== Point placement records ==
· · · ·
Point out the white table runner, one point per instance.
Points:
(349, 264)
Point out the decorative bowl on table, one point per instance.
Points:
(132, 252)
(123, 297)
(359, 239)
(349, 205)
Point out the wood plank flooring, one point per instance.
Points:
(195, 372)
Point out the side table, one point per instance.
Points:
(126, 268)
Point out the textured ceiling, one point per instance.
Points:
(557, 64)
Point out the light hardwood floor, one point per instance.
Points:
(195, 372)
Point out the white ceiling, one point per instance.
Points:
· · · ·
Rewrite all the lines above, replacing every "ceiling" with "roof" and leaving everything else unchanged.

== Exercise response ==
Point out the white table runner, one point per instance.
Points:
(349, 264)
Point out the decorative bowl on table, one point per instance.
Points:
(132, 252)
(123, 297)
(359, 239)
(349, 205)
Point out the wood plank flooring, one point per instance.
Points:
(195, 372)
Point out the side table, one point per instance.
Points:
(126, 268)
Point out the textured roof, one point per instance.
Points:
(557, 64)
Point out the light hardwood floor, one point per instance.
Points:
(195, 372)
Point out the white roof, one point per instance.
Points:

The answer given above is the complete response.